The Tobacco Hazard Control Act (菸害防治法) should be amended so that electronic cigarettes (e-cigarettes) can be regulated as a tobacco product, Chinese Nationalist Party (KMT) Legislator John Wu (吳志揚) said yesterday.
The government considers e-cigarettes with nicotine to be controlled drugs, which means that importing, manufacturing or selling them is against the law.
However, it is not against the law to smoke e-cigarettes and the devices can easily be bought at night markets or through online auction sites, Wu told a news conference at the Legislative Yuan in Taipei.
Photo: Wang Yi-sung, Taipei Times
Holding up a photograph of an auction Web site selling an e-cigarette described as “fruit flavor, clears the lungs,” Wu said that the wording in advertisements could mislead young people into buying e-cigarettes out of curiosity.
“If e-cigarettes are brought onto campuses, and schools cannot do anything to regulate them because they are not considered tobacco products, campuses will soon be flooded with e-cigarette smokers,” the lawmaker said. “You do not know what is in the liquids they are smoking. There might even be illegal drugs.”
The number of e-liquids examined by the Ministry of Health and Welfare has significantly increased in recent years, the lawmaker said.

--------------------------------------------------

* **GIVEN EXERCISE 1**:
Repeat the part of the article on e-cigarette regulation that opens with the words containing "The Tobacco Hazard" and closes with "(吳志揚) said yesterday.", word for word.
The article and the records have no connection to each other.

Dataset entries:
--------------------------------------------------

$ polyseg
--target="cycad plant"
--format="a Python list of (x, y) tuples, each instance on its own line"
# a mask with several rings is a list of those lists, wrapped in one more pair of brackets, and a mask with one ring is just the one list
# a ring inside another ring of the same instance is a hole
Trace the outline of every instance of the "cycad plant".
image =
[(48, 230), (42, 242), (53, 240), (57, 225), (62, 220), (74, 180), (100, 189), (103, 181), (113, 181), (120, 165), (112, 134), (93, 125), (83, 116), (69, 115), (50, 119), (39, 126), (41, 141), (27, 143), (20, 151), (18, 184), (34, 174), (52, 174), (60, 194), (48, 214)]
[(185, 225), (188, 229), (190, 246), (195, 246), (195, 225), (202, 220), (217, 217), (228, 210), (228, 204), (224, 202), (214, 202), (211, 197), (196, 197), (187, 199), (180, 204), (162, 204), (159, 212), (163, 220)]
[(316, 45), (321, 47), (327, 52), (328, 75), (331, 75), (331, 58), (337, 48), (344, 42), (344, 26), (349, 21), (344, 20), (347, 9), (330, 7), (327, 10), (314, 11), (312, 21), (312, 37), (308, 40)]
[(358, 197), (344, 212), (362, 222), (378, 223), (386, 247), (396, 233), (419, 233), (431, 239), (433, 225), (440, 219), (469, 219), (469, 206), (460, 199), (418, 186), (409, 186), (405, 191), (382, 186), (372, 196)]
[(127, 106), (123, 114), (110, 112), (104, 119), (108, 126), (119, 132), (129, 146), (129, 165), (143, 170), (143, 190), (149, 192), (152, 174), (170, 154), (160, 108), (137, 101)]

--------------------------------------------------

* **GIVEN EXERCISE 2**:
Reproduce exactly the records from their first line through the line that contains "# a ring inside", both ends included, and nothing else.

* **RIGHT ANSWER 1**:
The Tobacco Hazard Control Act (菸害防治法) should be amended so that electronic cigarettes (e-cigarettes) can be regulated as a tobacco product, Chinese Nationalist Party (KMT) Legislator John Wu (吳志揚) said yesterday.

* **RIGHT ANSWER 2**:
$ polyseg
--target="cycad plant"
--format="a Python list of (x, y) tuples, each instance on its own line"
# a mask with several rings is a list of those lists, wrapped in one more pair of brackets, and a mask with one ring is just the one list
# a ring inside another ring of the same instance is a hole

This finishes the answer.